> EXERCISE DESCRIPTION:
Starting at the line that contains "Could you point to the eyeglasses", quote each line exactly through the last line of the entries, both included.

> DATA TO USE:
>> start

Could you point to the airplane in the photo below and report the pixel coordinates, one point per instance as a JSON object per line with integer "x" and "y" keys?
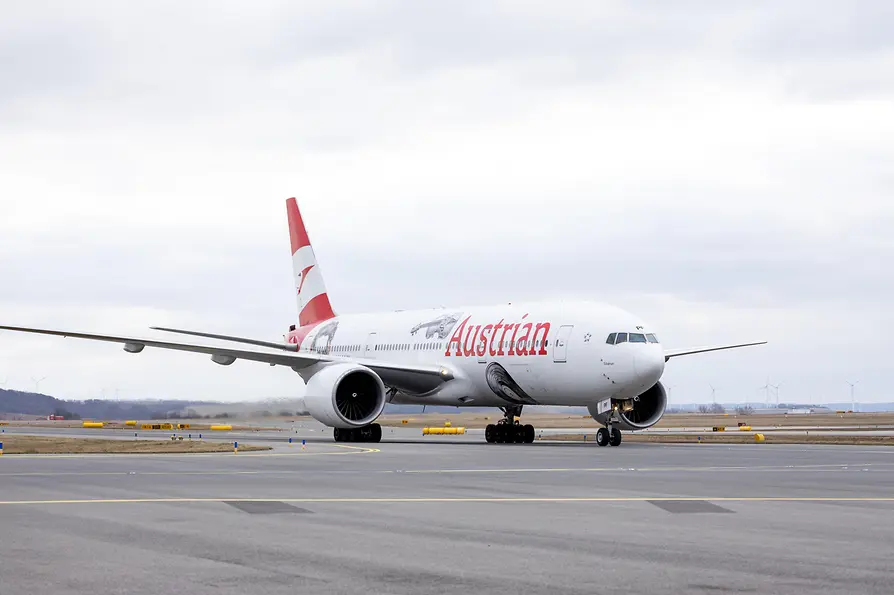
{"x": 506, "y": 356}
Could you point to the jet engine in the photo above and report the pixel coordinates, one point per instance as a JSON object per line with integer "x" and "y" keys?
{"x": 637, "y": 413}
{"x": 345, "y": 396}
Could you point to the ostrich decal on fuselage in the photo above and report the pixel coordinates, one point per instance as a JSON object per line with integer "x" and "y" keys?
{"x": 440, "y": 327}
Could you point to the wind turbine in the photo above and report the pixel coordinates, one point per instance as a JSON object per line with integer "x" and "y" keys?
{"x": 37, "y": 382}
{"x": 853, "y": 402}
{"x": 766, "y": 388}
{"x": 776, "y": 388}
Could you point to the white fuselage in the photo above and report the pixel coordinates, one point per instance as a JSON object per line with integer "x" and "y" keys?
{"x": 526, "y": 354}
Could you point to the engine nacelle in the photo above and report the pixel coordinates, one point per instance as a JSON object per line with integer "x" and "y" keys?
{"x": 638, "y": 413}
{"x": 345, "y": 396}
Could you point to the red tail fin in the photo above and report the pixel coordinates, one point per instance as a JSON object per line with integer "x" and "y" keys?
{"x": 313, "y": 300}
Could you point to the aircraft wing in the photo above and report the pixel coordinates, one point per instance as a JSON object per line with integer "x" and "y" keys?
{"x": 414, "y": 378}
{"x": 678, "y": 352}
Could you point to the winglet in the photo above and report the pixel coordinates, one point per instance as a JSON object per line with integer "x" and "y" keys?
{"x": 313, "y": 300}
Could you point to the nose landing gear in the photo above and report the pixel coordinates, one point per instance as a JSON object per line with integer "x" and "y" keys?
{"x": 508, "y": 430}
{"x": 608, "y": 436}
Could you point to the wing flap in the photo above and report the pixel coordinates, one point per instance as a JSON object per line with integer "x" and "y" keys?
{"x": 226, "y": 356}
{"x": 693, "y": 350}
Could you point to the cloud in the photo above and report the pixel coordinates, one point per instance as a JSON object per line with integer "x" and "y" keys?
{"x": 721, "y": 170}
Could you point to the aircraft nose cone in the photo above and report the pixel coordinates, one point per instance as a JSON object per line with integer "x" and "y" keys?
{"x": 649, "y": 366}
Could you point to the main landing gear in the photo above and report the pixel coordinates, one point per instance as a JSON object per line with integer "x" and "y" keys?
{"x": 370, "y": 433}
{"x": 508, "y": 430}
{"x": 608, "y": 436}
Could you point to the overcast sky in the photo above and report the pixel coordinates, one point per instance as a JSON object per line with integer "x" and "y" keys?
{"x": 723, "y": 170}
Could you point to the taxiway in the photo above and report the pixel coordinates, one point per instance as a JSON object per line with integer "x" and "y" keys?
{"x": 439, "y": 517}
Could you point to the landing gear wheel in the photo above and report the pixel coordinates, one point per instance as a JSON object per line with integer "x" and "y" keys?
{"x": 615, "y": 437}
{"x": 529, "y": 433}
{"x": 501, "y": 433}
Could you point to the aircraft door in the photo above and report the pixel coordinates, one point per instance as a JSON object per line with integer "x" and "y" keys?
{"x": 560, "y": 345}
{"x": 370, "y": 350}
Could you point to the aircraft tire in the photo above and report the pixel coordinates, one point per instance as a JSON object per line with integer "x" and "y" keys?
{"x": 615, "y": 437}
{"x": 529, "y": 433}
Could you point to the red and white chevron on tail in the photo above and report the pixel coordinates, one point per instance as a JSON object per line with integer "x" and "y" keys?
{"x": 313, "y": 301}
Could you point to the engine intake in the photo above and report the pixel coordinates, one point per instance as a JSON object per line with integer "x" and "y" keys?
{"x": 345, "y": 396}
{"x": 638, "y": 413}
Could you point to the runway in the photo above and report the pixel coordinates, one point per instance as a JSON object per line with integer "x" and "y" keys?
{"x": 438, "y": 517}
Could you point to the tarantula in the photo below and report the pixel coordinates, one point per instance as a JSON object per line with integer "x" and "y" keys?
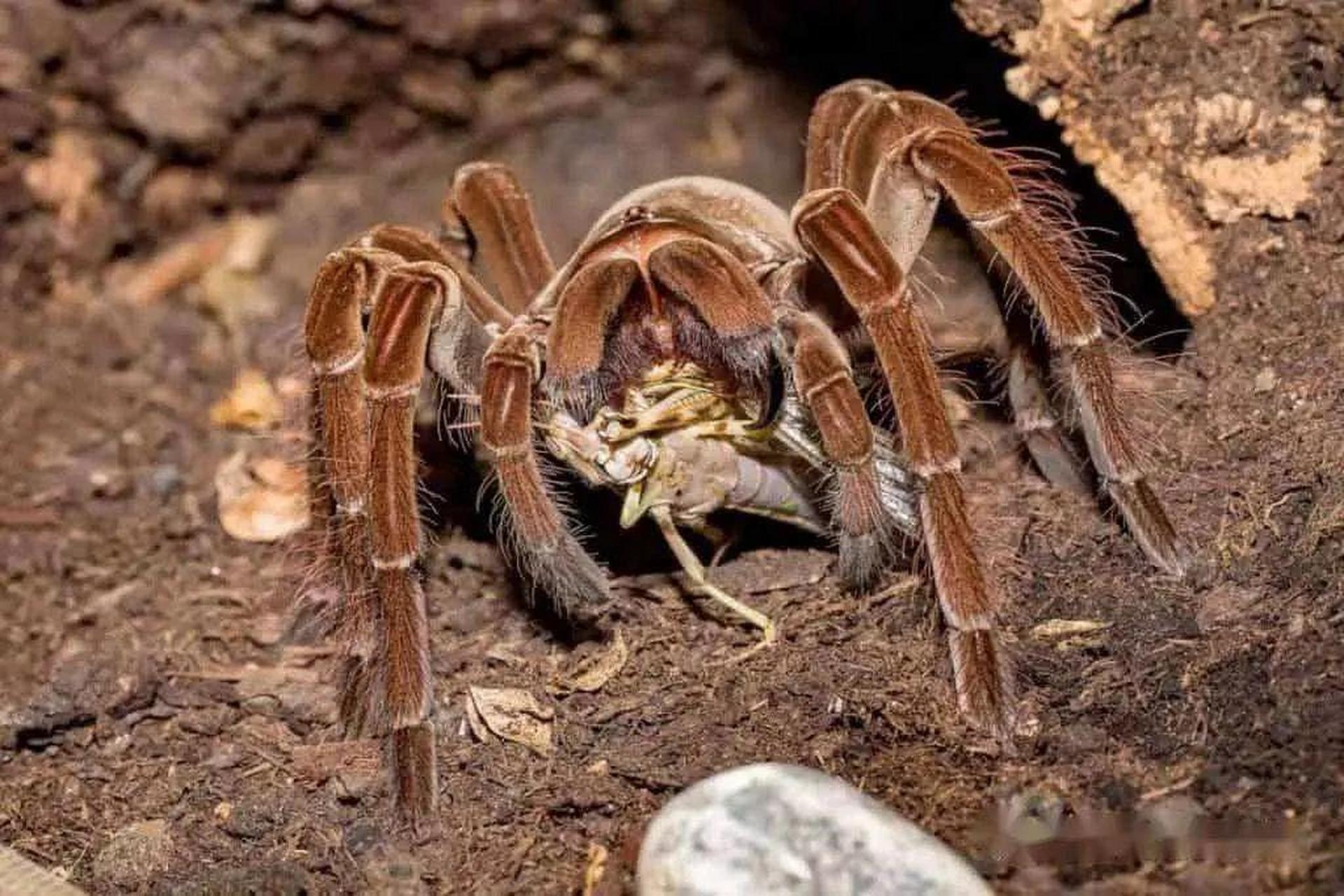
{"x": 694, "y": 354}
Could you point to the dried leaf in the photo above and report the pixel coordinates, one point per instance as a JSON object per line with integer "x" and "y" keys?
{"x": 593, "y": 672}
{"x": 514, "y": 715}
{"x": 595, "y": 869}
{"x": 251, "y": 405}
{"x": 183, "y": 262}
{"x": 261, "y": 500}
{"x": 1051, "y": 629}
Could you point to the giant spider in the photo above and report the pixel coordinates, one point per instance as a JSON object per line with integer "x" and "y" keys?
{"x": 694, "y": 354}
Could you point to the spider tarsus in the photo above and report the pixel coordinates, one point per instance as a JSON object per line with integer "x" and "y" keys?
{"x": 984, "y": 676}
{"x": 359, "y": 692}
{"x": 862, "y": 561}
{"x": 573, "y": 584}
{"x": 415, "y": 769}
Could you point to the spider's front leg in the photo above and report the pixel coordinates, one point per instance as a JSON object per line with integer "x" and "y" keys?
{"x": 365, "y": 472}
{"x": 899, "y": 153}
{"x": 535, "y": 530}
{"x": 824, "y": 381}
{"x": 833, "y": 229}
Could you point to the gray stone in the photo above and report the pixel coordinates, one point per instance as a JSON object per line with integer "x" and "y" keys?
{"x": 782, "y": 830}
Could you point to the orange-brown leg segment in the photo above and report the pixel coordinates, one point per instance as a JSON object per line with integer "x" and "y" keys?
{"x": 408, "y": 305}
{"x": 824, "y": 381}
{"x": 335, "y": 342}
{"x": 1038, "y": 253}
{"x": 535, "y": 531}
{"x": 499, "y": 216}
{"x": 833, "y": 227}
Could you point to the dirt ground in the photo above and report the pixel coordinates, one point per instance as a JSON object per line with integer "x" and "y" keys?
{"x": 171, "y": 175}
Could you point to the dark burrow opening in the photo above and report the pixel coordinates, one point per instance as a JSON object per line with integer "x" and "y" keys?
{"x": 815, "y": 45}
{"x": 922, "y": 45}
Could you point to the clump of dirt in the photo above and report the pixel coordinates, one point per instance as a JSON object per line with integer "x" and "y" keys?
{"x": 172, "y": 174}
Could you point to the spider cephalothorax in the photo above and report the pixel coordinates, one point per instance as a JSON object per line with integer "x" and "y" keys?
{"x": 687, "y": 356}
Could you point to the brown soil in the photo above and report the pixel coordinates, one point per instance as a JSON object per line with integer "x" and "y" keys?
{"x": 158, "y": 734}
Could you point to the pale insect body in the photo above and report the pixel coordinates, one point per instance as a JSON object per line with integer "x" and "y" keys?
{"x": 695, "y": 356}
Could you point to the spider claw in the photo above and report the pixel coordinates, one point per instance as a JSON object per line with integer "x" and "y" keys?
{"x": 1151, "y": 526}
{"x": 984, "y": 676}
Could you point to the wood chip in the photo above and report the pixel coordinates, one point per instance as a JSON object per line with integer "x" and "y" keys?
{"x": 593, "y": 672}
{"x": 1053, "y": 629}
{"x": 251, "y": 405}
{"x": 514, "y": 715}
{"x": 595, "y": 869}
{"x": 261, "y": 498}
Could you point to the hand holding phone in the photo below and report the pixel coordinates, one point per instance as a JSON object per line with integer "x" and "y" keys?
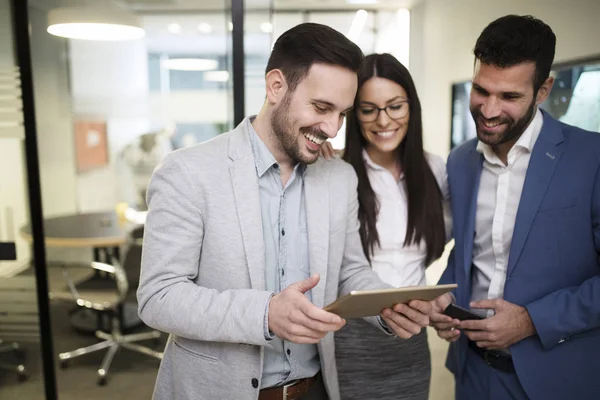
{"x": 460, "y": 313}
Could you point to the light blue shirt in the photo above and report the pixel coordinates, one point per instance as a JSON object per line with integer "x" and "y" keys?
{"x": 285, "y": 235}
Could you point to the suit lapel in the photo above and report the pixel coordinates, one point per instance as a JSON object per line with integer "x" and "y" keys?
{"x": 543, "y": 162}
{"x": 317, "y": 215}
{"x": 473, "y": 167}
{"x": 247, "y": 200}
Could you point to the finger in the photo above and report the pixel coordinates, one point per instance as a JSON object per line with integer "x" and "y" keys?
{"x": 437, "y": 317}
{"x": 307, "y": 284}
{"x": 478, "y": 335}
{"x": 444, "y": 325}
{"x": 422, "y": 306}
{"x": 402, "y": 321}
{"x": 300, "y": 339}
{"x": 448, "y": 334}
{"x": 474, "y": 324}
{"x": 414, "y": 315}
{"x": 397, "y": 329}
{"x": 319, "y": 315}
{"x": 493, "y": 304}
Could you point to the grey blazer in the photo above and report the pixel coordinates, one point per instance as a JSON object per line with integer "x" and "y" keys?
{"x": 203, "y": 278}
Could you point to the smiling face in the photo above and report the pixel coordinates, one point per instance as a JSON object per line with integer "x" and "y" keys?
{"x": 503, "y": 101}
{"x": 314, "y": 112}
{"x": 383, "y": 133}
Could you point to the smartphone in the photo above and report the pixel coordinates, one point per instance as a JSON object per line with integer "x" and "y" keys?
{"x": 460, "y": 313}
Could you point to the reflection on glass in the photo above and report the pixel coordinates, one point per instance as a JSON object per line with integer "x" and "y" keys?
{"x": 21, "y": 372}
{"x": 575, "y": 97}
{"x": 107, "y": 113}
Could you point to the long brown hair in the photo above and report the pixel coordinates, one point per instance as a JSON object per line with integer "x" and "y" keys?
{"x": 425, "y": 212}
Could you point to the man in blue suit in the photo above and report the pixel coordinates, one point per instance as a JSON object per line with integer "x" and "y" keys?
{"x": 525, "y": 199}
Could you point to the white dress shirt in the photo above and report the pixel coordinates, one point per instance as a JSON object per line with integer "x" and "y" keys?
{"x": 396, "y": 264}
{"x": 498, "y": 200}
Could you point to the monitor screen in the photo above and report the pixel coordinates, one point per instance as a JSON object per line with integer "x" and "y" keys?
{"x": 575, "y": 97}
{"x": 574, "y": 100}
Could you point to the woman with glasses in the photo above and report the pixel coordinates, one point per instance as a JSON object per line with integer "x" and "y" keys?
{"x": 401, "y": 192}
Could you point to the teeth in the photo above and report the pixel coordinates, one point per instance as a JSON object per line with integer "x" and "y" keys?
{"x": 491, "y": 125}
{"x": 385, "y": 134}
{"x": 314, "y": 139}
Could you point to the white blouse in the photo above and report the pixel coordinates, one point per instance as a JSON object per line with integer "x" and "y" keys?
{"x": 396, "y": 264}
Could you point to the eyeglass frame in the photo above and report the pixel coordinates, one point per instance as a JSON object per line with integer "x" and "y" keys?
{"x": 380, "y": 109}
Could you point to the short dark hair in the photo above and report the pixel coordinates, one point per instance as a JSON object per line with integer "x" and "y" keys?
{"x": 425, "y": 213}
{"x": 297, "y": 49}
{"x": 514, "y": 39}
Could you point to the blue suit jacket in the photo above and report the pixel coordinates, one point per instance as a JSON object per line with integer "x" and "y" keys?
{"x": 554, "y": 262}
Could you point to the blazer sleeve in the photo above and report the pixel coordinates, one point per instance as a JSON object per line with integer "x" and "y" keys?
{"x": 572, "y": 310}
{"x": 168, "y": 296}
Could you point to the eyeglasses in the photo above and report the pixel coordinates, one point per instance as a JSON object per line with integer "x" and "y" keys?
{"x": 394, "y": 111}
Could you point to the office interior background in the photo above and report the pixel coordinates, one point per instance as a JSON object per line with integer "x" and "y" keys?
{"x": 84, "y": 122}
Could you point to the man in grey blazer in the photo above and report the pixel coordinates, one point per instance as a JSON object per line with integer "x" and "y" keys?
{"x": 249, "y": 235}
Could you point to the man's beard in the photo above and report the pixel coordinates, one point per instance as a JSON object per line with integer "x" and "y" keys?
{"x": 283, "y": 129}
{"x": 513, "y": 129}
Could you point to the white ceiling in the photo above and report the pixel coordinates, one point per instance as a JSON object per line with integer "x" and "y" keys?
{"x": 158, "y": 14}
{"x": 159, "y": 6}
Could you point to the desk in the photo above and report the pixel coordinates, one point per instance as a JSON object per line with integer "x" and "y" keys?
{"x": 102, "y": 232}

>> end

> SOLUTION TO THIS EXERCISE:
Could you point to the eyeglasses in the photo above and report the pixel coordinates, one point per instance as a JSON object per line with integer "x" and "y" keys?
{"x": 394, "y": 111}
Could you point to the office interior background in the photo above and report the pixel coordinates, one point per instance as a JSON object per line with integer "x" and "y" keys?
{"x": 84, "y": 122}
Could you point to the man in grey blazer in the photo above and report the pixel coordinates, one point per instance as a JSON object per line with integer "x" and "y" keys?
{"x": 249, "y": 235}
Could you point to the man's beard in the photo above and report the pixel coordinates, one point per instance as a JSON object per line with integer "x" and "y" keys?
{"x": 283, "y": 129}
{"x": 513, "y": 129}
Could you point to the white ceiling in the photo above and report the pixel coordinates, one point per instance as a JSON object per line with integer "x" and "y" keys?
{"x": 158, "y": 14}
{"x": 159, "y": 6}
Could you point to the desk in the photo above and report the pixel coordinates, one point per instance as a JSON object per line with integer "x" and "y" keys?
{"x": 102, "y": 232}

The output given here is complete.